Can you repeat each of the following entries exactly as it appears?

━━━━━━━━━━━━━━━━

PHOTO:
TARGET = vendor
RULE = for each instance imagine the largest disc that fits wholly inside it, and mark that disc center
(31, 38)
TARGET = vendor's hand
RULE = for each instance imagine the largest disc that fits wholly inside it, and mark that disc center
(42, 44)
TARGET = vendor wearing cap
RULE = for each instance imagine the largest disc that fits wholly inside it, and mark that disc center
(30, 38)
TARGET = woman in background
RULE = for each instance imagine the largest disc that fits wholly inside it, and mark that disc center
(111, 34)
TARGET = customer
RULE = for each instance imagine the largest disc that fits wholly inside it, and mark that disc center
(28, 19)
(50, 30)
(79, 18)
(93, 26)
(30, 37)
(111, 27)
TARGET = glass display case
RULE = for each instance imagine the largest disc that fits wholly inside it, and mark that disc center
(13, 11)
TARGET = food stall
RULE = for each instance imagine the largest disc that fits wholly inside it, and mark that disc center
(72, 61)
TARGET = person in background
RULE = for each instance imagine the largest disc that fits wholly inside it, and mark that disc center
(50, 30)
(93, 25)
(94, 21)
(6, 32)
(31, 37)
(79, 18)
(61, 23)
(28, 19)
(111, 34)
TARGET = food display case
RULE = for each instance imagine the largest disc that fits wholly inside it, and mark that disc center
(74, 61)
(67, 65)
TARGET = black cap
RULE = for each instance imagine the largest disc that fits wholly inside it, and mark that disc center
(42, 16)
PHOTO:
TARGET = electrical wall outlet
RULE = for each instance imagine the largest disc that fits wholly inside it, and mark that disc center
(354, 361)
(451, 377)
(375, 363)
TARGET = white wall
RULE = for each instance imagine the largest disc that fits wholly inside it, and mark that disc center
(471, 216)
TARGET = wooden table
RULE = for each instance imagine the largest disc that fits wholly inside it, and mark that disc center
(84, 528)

━━━━━━━━━━━━━━━━

_Task result_
PHOTO:
TARGET = vendor
RULE = for each instance imagine the largest disc that fits wholly inside it, and mark that disc center
(31, 38)
TARGET = vendor's hand
RULE = for each instance imagine the largest disc that fits wholly inside it, and mark that disc center
(42, 44)
TARGET = vendor wearing cap
RULE = for each instance imagine the largest disc that fits wholly inside it, and mark that disc center
(30, 38)
TARGET = woman in background
RULE = for each instance imagine the largest disc that fits wholly inside it, and mark that disc center
(111, 34)
TARGET = customer
RULE = for each instance imagine the largest disc that fits wholly inside it, and mark that disc center
(28, 19)
(50, 30)
(79, 18)
(93, 26)
(30, 37)
(111, 27)
TARGET = glass display case
RULE = for each instance imagine the largest disc that fits wholly inside it, and mark that disc center
(13, 11)
TARGET = food stall
RULE = for each instance imagine the largest disc that fits wholly inside it, and mark that disc center
(72, 61)
TARGET = person in background
RULE = for each instance imagine the largest disc that fits wholly inside it, and mark that disc center
(50, 30)
(93, 25)
(94, 21)
(6, 32)
(31, 37)
(79, 18)
(61, 23)
(28, 19)
(111, 34)
TARGET = food display case
RULE = for each instance imagine the largest disc that fits wholly inside it, and mark that disc center
(74, 61)
(67, 65)
TARGET = black cap
RULE = for each instance imagine the largest disc that fits wholly inside it, and mark that disc center
(42, 16)
PHOTO:
TARGET = electrical wall outlet
RULE = for each instance imagine the largest disc that fits wholly inside it, and mark that disc center
(354, 361)
(451, 377)
(375, 363)
TARGET = white wall
RULE = for each instance imagine the largest disc that fits wholly inside it, and mark that disc center
(471, 216)
TARGET = wooden table
RULE = for each instance imagine the largest disc that fits wholly inside it, and mark that disc center
(84, 528)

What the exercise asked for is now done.